- _Goal_
Format the lines below as a JSON list of strings, one string per line, with blank lines omitted.

(Records)
— Begin —

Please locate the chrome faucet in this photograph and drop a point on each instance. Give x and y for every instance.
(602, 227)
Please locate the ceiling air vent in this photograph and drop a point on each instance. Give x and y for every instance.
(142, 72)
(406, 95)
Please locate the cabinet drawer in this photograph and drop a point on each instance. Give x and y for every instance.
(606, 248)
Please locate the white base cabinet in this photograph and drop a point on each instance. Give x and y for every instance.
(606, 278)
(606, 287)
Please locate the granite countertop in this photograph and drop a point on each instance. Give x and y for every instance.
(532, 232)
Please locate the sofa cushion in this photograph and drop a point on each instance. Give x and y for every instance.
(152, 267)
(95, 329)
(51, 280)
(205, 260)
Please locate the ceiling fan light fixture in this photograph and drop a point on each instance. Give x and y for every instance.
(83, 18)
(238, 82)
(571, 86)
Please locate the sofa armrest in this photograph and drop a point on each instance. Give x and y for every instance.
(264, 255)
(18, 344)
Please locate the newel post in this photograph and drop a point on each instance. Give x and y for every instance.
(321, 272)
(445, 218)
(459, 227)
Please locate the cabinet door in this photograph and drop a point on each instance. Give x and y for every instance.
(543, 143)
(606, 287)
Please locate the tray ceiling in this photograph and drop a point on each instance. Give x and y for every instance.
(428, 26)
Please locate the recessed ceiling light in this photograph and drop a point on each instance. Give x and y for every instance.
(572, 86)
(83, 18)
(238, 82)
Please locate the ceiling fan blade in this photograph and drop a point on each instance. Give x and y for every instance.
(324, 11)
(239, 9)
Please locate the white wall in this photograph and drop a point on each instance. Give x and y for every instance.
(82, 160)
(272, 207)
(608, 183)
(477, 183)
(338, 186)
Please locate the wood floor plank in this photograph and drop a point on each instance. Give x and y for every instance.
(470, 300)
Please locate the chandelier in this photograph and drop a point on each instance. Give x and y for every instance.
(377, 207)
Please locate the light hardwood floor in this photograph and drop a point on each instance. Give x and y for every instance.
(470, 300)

— End —

- _Task response_
[
  "Please locate the chrome faucet in this photograph and drop a point on each instance. Give x and y for every instance.",
  "(602, 227)",
  "Please locate the ceiling air vent in this photograph and drop a point on each instance. Give x and y for every instance.",
  "(142, 72)",
  "(406, 95)",
  "Please locate the cabinet drawer in this photograph and drop a point on each instance. Give x and y for every instance.",
  "(606, 248)",
  "Please locate the white base cabinet in this photograph and drop a point on each instance. Give x and y for every instance.",
  "(606, 278)",
  "(606, 287)",
  "Please locate the granite countertop in this photograph and drop a point on each instance. Give x and y for every instance.",
  "(532, 232)",
  "Please locate the sofa cushion in this photograph and drop a point on each instance. Give x and y for every instance.",
  "(152, 267)",
  "(95, 329)",
  "(51, 280)",
  "(205, 260)",
  "Please locate the ceiling fan light fixture in this photograph and drop a point on each instance. Give x and y for every instance.",
  "(83, 18)",
  "(238, 82)",
  "(571, 86)",
  "Please locate the sofa armrest in this photograph and drop a point on each instance. Give x and y for every instance.",
  "(264, 255)",
  "(18, 344)",
  "Please locate the newel post in this photograph and drop a point on each instance. Give x and y for every instance.",
  "(321, 272)",
  "(445, 218)",
  "(459, 227)",
  "Please locate the cabinet door in this photograph and drop a point on each instance. Give x and y for every instance.",
  "(543, 143)",
  "(606, 287)",
  "Please locate the tray ceiling in this photograph and drop a point on each instance. Give x and y for every instance.",
  "(428, 26)",
  "Please locate the recessed ceiling light in this photograph and drop a point on each instance. Give x and y for every instance.",
  "(572, 86)",
  "(83, 18)",
  "(238, 82)",
  "Please locate the ceiling fan blade in this photograph and drop a point on each instance. Give x and y for every instance.",
  "(324, 11)",
  "(239, 9)",
  "Please locate the white wall in this photograph and drop a point on each instance. Give x and y for every instance.",
  "(82, 160)",
  "(272, 207)",
  "(608, 183)",
  "(477, 183)",
  "(338, 186)",
  "Please locate the wood floor plank in this photograph and drop a point on each instance. Give x and y for every instance.",
  "(470, 300)",
  "Please locate the chandelier in this photograph and drop a point on each instance. Give x and y for every instance.",
  "(377, 207)",
  "Please locate the light hardwood floor in this photograph and drop a point on each instance. Give x and y for every instance.",
  "(470, 300)"
]